The request — Arrange every line of the records below as a numbered list, skipping any blank lines. Leave the pictures out of your answer.

--------------------

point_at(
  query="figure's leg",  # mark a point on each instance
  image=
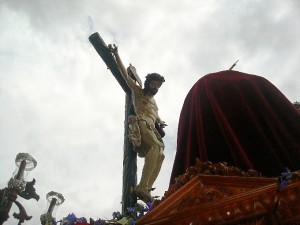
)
(159, 158)
(152, 163)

--------------------

Reply —
1. point_at(
2.   query="figure's leg",  # mark a point on each instance
3.   image=
4. )
5. (159, 158)
6. (152, 163)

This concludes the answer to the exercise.